**Article:**
Mining for Hotline Gold

Help Your Clients Unearth Hidden Fraud Tips


By Robert Tie

A good lead is an investigator's best friend. But the relationship sours when a tip goes unrecognized or is misinterpreted, which allows a fraud to continue. Encouraged by anti-fraud legislation, more companies are setting up multi-channel hotlines. As the volume of tips increases, so has the number mishandled when related allegations are received via unintegrated email, websites, telephone and "snail mail." Here are the techniques and technologies knowledgeable CFEs use to overcome that challenge.

NovDec-mining-telephone.jpgMaybe the tip was penny-ante. But possibly it was the tip of a fraud iceberg. Lead Investigator Ian Richard and his three colleagues specialize in finding out such things. All are CFEs in the fraud unit of the office of the city auditor in a major American municipality.
 

  


In August 2009, they received an anonymous hotline call stating that an employee at a community center owned and operated by the city was stealing a significant amount of food provided by the center's supplier. Unfortunately, the caller did not identify the employee by name or position, mention when and how he was stealing the food or whether he had accomplices.


"This wasn't predication for a full investigation, but a background check was called for," Richard said. He learned from the community center's website that the center hosted a community meal program with food provided by the supplier the caller had named — a food pantry.


By inquiring discreetly over the web, Richard had ensured the center's staff remained unaware of the hotline call. He marked the vague tip for follow-up and turned to other pending cases that had stronger and more specific evidence. Richard hoped the anonymous tipster would call again with additional information. Time would tell.


A few weeks later, someone provided a second anonymous tip about the community center. Because the city auditor's office is not a large organization, regardless of the way a tipster contacts it, a combination of procedurally integrated channels ensures that all investigators have access to the same tip. This one came in via the office's online complaint reporting form and stated that a manager at the community center was violating cash handling policies.

**Tasks to carry out:**
• A. Write out the article on hotline fraud tips again between "NovDec-mining-telephone.jpgMaybe the tip" and "he had accomplices.", inclusive, switching "community center" to "recreation center".
• B. Resume the article on hotline fraud tips from the point where it stops.
The lines that come next have nothing to do with the article.

[Object point labels]

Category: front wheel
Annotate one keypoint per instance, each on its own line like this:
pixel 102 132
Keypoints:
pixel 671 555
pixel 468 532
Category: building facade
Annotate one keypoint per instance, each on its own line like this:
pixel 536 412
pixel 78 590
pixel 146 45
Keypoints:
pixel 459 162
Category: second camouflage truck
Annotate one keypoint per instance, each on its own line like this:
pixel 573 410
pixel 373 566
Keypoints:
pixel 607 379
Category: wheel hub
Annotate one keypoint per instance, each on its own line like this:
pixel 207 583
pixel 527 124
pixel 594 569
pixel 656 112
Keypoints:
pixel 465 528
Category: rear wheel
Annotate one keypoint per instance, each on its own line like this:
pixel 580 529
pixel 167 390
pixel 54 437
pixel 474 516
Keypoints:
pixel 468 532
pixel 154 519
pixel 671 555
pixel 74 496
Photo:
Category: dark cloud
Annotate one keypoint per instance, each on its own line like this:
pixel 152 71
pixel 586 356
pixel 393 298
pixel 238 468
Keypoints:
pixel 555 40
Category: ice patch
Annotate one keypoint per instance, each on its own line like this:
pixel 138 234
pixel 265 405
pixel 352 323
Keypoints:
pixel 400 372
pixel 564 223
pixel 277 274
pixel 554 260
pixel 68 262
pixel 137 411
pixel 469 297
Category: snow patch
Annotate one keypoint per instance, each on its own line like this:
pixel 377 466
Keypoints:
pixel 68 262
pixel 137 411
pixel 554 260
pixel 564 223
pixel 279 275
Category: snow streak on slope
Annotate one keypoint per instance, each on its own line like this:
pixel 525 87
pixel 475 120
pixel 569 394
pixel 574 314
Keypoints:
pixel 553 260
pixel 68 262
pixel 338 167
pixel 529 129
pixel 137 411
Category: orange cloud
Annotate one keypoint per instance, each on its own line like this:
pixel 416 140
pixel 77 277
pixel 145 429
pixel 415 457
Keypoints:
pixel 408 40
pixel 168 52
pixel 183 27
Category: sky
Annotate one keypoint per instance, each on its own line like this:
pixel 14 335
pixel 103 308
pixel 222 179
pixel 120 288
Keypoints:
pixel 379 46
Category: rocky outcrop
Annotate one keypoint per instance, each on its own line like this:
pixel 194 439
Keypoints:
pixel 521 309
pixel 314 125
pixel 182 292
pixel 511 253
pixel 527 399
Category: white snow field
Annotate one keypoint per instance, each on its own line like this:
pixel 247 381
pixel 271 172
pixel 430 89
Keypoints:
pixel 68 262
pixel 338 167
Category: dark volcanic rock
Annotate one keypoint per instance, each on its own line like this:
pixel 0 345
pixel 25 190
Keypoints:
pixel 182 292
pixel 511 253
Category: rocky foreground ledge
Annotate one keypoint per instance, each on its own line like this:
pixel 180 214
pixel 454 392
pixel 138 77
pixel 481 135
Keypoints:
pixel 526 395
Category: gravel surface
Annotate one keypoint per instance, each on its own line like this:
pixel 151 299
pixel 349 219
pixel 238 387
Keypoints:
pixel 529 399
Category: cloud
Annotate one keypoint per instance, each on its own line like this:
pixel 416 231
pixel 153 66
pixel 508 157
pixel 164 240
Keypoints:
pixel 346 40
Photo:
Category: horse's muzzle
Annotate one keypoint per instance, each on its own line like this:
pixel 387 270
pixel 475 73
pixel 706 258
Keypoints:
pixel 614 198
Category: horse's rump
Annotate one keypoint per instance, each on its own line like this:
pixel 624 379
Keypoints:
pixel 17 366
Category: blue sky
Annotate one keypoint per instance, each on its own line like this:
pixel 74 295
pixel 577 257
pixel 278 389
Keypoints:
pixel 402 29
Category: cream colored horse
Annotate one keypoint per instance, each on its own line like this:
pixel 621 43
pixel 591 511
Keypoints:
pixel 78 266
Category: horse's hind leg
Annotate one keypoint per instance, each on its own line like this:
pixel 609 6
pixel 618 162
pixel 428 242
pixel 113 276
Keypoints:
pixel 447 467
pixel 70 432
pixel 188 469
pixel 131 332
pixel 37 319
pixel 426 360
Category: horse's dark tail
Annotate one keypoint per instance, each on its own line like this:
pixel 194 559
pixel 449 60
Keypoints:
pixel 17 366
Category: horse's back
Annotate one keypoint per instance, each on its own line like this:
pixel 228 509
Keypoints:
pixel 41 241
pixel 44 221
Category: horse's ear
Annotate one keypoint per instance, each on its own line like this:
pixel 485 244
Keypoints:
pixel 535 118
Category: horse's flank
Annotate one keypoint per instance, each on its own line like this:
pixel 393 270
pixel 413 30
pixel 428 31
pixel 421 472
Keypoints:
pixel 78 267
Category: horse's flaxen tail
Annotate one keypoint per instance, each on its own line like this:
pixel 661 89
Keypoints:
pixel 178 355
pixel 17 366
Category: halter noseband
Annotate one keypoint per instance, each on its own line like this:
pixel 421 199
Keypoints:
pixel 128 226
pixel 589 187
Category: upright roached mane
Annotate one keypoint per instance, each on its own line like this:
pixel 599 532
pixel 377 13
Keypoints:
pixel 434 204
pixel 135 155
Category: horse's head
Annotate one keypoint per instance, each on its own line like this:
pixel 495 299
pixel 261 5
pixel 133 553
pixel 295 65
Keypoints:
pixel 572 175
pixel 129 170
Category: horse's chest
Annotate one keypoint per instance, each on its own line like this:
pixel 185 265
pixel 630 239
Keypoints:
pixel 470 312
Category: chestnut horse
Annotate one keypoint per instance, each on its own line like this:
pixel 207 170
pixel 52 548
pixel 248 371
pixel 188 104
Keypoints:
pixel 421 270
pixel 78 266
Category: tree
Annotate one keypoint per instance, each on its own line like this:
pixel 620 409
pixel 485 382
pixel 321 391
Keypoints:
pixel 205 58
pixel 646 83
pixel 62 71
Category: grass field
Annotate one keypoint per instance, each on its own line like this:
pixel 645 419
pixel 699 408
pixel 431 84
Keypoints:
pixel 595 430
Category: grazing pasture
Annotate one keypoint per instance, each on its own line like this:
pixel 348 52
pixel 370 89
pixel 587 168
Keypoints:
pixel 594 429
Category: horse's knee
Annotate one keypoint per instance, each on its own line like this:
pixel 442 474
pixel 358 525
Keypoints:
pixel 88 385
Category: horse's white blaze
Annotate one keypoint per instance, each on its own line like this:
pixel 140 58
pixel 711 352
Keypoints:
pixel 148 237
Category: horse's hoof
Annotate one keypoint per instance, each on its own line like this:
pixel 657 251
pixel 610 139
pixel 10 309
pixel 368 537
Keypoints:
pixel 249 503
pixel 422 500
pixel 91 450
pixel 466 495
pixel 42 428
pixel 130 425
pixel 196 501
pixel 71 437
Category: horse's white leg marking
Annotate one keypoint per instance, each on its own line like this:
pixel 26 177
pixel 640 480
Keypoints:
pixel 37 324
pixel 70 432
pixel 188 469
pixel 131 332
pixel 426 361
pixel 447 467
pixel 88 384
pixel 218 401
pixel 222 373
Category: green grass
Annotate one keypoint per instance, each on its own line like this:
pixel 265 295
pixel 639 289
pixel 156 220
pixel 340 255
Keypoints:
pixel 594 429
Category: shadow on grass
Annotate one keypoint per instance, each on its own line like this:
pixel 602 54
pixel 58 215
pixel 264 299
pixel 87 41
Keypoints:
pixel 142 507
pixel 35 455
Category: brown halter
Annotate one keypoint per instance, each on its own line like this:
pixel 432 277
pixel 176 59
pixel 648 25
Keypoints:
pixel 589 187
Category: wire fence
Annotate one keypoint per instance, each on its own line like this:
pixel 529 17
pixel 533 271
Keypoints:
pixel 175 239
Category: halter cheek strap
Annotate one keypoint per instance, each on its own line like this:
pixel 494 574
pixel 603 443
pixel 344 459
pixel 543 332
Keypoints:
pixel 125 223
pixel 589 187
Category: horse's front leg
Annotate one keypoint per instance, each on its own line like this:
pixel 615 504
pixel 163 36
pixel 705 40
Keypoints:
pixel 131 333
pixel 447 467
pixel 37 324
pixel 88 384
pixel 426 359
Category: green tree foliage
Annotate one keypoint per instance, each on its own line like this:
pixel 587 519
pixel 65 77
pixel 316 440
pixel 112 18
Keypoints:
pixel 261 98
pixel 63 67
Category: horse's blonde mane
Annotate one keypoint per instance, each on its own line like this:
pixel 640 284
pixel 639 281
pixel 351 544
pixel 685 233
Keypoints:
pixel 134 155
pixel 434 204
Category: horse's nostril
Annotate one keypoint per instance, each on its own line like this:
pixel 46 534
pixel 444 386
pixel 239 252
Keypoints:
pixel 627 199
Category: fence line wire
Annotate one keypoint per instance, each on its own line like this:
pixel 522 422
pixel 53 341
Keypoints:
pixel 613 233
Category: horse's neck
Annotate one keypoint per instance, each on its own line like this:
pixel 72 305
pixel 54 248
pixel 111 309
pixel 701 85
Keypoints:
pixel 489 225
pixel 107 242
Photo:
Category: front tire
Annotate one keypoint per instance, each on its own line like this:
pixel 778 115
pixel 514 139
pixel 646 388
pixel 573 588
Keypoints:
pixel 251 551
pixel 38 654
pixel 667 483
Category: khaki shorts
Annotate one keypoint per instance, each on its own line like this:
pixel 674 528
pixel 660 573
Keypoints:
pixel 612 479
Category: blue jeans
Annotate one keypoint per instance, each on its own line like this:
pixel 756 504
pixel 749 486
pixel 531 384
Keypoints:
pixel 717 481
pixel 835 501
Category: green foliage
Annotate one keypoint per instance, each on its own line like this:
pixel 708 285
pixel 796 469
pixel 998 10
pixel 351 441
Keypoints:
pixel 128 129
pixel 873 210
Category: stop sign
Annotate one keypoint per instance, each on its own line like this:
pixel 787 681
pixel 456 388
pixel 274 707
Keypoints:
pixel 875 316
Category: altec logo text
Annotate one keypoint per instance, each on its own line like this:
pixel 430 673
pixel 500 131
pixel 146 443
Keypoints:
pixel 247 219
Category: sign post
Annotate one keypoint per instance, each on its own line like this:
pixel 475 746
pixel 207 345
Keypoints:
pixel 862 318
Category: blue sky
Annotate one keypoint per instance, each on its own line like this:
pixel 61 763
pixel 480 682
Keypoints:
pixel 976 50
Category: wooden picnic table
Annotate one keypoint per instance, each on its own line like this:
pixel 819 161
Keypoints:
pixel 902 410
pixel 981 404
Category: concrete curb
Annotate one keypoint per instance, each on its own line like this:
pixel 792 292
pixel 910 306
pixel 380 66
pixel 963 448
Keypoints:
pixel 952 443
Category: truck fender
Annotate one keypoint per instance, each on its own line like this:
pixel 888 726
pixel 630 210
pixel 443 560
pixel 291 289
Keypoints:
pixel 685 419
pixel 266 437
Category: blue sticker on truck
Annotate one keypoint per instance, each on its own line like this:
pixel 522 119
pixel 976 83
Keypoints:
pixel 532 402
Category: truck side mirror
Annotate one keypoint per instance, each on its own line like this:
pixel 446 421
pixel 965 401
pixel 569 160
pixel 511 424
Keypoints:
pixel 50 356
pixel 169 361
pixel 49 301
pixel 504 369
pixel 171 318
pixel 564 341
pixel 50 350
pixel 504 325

**Response list:**
• A.
NovDec-mining-telephone.jpgMaybe the tip was penny-ante. But possibly it was the tip of a fraud iceberg. Lead Investigator Ian Richard and his three colleagues specialize in finding out such things. All are CFEs in the fraud unit of the office of the city auditor in a major American municipality.
 

  


In August 2009, they received an anonymous hotline call stating that an employee at a recreation center owned and operated by the city was stealing a significant amount of food provided by the center's supplier. Unfortunately, the caller did not identify the employee by name or position, mention when and how he was stealing the food or whether he had accomplices.

• B.
"That was worth a phone call to the human resources manager of the city department that oversees the community center," Richard said. He informed HR that the city auditor was beginning a fraud investigation that had to remain confidential until completed. With the manager's help, Richard obtained the job description for every employee at the community center. This told him who handled cash and signed for food from the supplier.


Three employees — the center's manager, an assistant manager and a clerk — performed these functions and could have been the person(s) the caller and writer had described. So, Richard had gathered more information about the alleged frauds, but still no one at the community center knew he was watching.


Just days after that, the telephone hotline rang again with yet another anonymous tip. The tipster did not know an investigation was underway, but now he had raised the stakes. The latest report alleged that the center's manager was renting out the building secretly, keeping the fees for himself and not entering those transactions in the city's central rental database. If true, this had the potential to cause the city greater financial losses than the other alleged violations.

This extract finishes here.